━━━━━ Text shown ━━━━━

29 August 2023 01:02

The Telegraph says the calculated moves of MbS have returned the pariah prince to the centre of diplomacy. Caliber.Az reprints the report.

There is a brutal logic to international summits. No amount of loyal ministers or whispering aides can protect world leaders from the judgment of their peers. Like a pack of dogs, they know exactly how strong or how weak each other are – and what they’re capable of. 

Calculations about who’s up and who’s down are currently being drawn up ahead of next month’s G20 summit in New Delhi. The losers are obvious. Vladimir Putin, who used to sneer across the room at his foes during such meetings, is now not even able to attend.

But arguably the biggest winner is one who would have been most unexpected as little as a few years ago: Crown Prince Mohammed bin Salman – or MBS, for short.

The picture was so different at the G20 gathering in Buenos Aires in 2018. Jamal Khashoggi, the Saudi dissident and Washington Post columnist, had been horrifically murdered at the Saudi consulate in Istanbul, months earlier. Weeks before the summit, the CIA had briefed with “high confidence” that MBS had ordered the killing, which saw Khashoggi dismembered by a bone saw.

Mocked even by Donald Trump as “the worst cover up ever,”  the Crown Prince stood awkwardly at the edge of the G20 “family photo”. The 20 most powerful politicians in the world largely ignored the de facto Saudi leader as soon as the shoot was over. There was little of MBS’s trademark millennial swagger. 

As the pandemic began it wasn’t just the Crown Prince that seemed to be in trouble. The whole of Saudi Arabia was in a funk. Nothing seemed to capture this better than the unfinished Jeddah Tower looming half-finished and skeletal over the Kingdom’s second city.

━━━━━

Exercise requirements →
1. In the article about Crown Prince Mohammed bin Salman, which city is named as the host of next month's G20 summit?
2. Continue the article about Crown Prince Mohammed bin Salman's return to diplomacy from its last sentence.

━━━━━ Provided records ━━━━━

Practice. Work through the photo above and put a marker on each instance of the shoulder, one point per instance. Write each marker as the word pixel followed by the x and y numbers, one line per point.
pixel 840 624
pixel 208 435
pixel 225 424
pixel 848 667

━━━━━

Numbered answers →
1. New Delhi

2.
The much-hyped project was meant to be the world’s tallest structure – crucially 180 metres bigger than the rival United Arab Emirates’ Burj al-Khalifa in Dubai. Yet as construction of the Jeddah Tower ground to a halt, it came to symbolise the apparat dysfunction at the heart of Saudi society.

Every economic trendline was bad. The oil price crash from over $130 a barrel in 2014 to a pandemic low of just over $20 had bitten deep into the petro state’s finances. As a result, national debt had soared from practically nothing in the early 2010s to over a third of GDP by the middle of 2020.

There were mutterings that MBS’s position in the Saudi hierarchy may be at risk unless he turned the ship around.

His political capital was running low. It was clear to everyone that the war MBS had launched in Yemen had gone disastrously. Many Princes were horrified that he had placed over 200 of the wealthiest people in the Kingdom under house arrest in the Ritz Carlton in 2017, with his men beating many of them.

What’s more, the murder of Khashoggi, it could be argued, had greater consequences for the Kingdom with one impulsive murder in Istanbul than had followed the 9/11 terrorist attacks 

The Crown Prince had been accused by US Senators of being a “wrecking ball” and a “full gangster”. He was labelled a “pariah” by President Biden in his election campaign.

In Europe, Germany, Norway and Denmark had all frozen arms sales to Saudi. And beyond the West, a calamitous phone call with Vladimir Putin had triggered an oil price war that had wrecked the national budget.    

For MBS, things seemed bleak.

Making friends

This has all been turned on its head. Rather than being isolated, MBS is at the centre of the world. 

After labelling him a pariah, Biden was reduced to giving the Crown Prince a much-mocked fist bump in 2022 as the US president tried to convince him to lower oil prices and join American sanctions on Russia. In a show of strength, MBS refused.

Internationally, he has been chalking off diplomat feats. 

Saudi Arabia and the UAE took credit for helping to negotiate the release of US basketball player Brittney Griner after she was detained in Russia.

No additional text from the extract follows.